**CONSIGNE A:** Dans les enregistrements, renommez « digital scoreboard display » en « electronic scoreboard » et recopiez, sans autre changement, les lignes qui vont de celle contenant « Mark the digital » jusqu'à la fin des enregistrements.

• • • •

Peu de temps après, le 11 mai, le père Alfonso Navarro est assassiné. Le 19 mai, le gouvernement expulse trois jésuites restés à Aguilares et à la même occasion les soldats tuent 50 paysans et profanent le temple en piétinant les hosties consacrées.
Le Président de la République a présenté à Mgr Romero une liste de 30 prêtres qui devaient quitter le pays, à quoi Romero a répondu : « Il ne faut pas toucher aux prêtres ».
De la fin des années 70 au début des années 90, 18 prêtres, 4 religieuses, des centaines de catéchistes et des laïcs sont tombés en martyrs, s’ajoutant aux plus de 70 000 morts du conflit armé.
Le 20 juillet 1977, tous les jésuites du Salvador reçurent des menaces de mort assorties d’un ultimatum pour quitter le pays. Le Père Pedro Arrupe, alors supérieur général des Jésuites, déclara : « La Compagnie de Jésus n’agit pas en fonction des menaces. Si d’autres jésuites sont assassinés, nous célébrerons leurs funérailles et continuerons à travailler. Nous sommes contre la violence, mais nous n’avons pas peur. » Les jésuites sont restés. Des années plus tard, la réaction des 14 familles les plus riches et possédantes du Salvador est parvenue par le biais de l’armée à leur service : le 16 novembre 1989, six jésuites de l’Université centraméricaine José Simeón Cañas (UCA) ont été assassinés ainsi que leur cuisinière et sa fille adolescente.
C’étaient des personnalités fortes et bien définies. Ils ont fait face à des défis, en ont pris acte et ont consacré leur vie à les surmonter. Ils ont donné sens à leur vie dans le Salvador qui étaient le leur.
II
Depuis 1985, Julia Elba était cuisinière chez les théologiens jésuites. Son mari Obdulio Ramos était jardinier. Celina, leur fille, était étudiante. Le 11 novembre, une bombe explose devant le portail de la résidence universitaire, brisant les vitres de la maison de la famille Ramos. Par peur, ils ont décidé de ne pas dormir chez eux, mais dans une salle de la résidence universitaire. La mère et la fille ont été assassinées. Obdulio a survécu parce qu’il n’a pas été vu par les soldats.
Joaquín López (1918) était salvadorien. En 1938, il était entré au noviciat d’El Paso, au Texas. En 1952, il est ordonné prêtre. En 1964, il participe à l’élaboration de la législation pour les universités privées, ce qui a rendu possible la création de l’UCA. En 1969, il crée Fe y Alegría [Foi et joie], dont il est encore responsable au moment de son assassinat.

• • • •

**CONSIGNE B:** Relevez toutes les années citées dans le paragraphe du texte à lire consacré à Joaquín López.

• • • •

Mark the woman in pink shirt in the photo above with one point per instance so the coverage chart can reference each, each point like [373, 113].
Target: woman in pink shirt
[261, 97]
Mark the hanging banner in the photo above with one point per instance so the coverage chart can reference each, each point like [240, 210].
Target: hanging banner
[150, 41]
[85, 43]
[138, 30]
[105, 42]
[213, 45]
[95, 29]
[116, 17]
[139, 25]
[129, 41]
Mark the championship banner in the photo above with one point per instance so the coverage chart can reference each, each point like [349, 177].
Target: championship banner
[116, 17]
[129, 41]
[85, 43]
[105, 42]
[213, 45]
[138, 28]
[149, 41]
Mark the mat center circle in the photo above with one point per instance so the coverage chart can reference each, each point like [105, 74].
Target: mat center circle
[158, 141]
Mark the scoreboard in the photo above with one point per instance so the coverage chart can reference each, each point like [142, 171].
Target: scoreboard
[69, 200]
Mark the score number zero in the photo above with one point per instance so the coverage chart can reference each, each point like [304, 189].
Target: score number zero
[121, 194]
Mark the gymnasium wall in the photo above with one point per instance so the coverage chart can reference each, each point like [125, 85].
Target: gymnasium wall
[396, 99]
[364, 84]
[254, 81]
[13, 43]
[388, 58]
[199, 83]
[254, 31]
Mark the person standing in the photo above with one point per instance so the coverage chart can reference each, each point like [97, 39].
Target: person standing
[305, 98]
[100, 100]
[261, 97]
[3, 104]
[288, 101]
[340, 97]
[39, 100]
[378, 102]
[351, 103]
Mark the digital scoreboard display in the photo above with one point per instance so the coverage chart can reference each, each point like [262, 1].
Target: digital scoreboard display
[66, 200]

• • • •

**SOLUTION A:**
Mark the electronic scoreboard in the photo above with one point per instance so the coverage chart can reference each, each point like [262, 1].
Target: electronic scoreboard
[66, 200]

**SOLUTION B:** 1918, 1938, 1952, 1964, 1969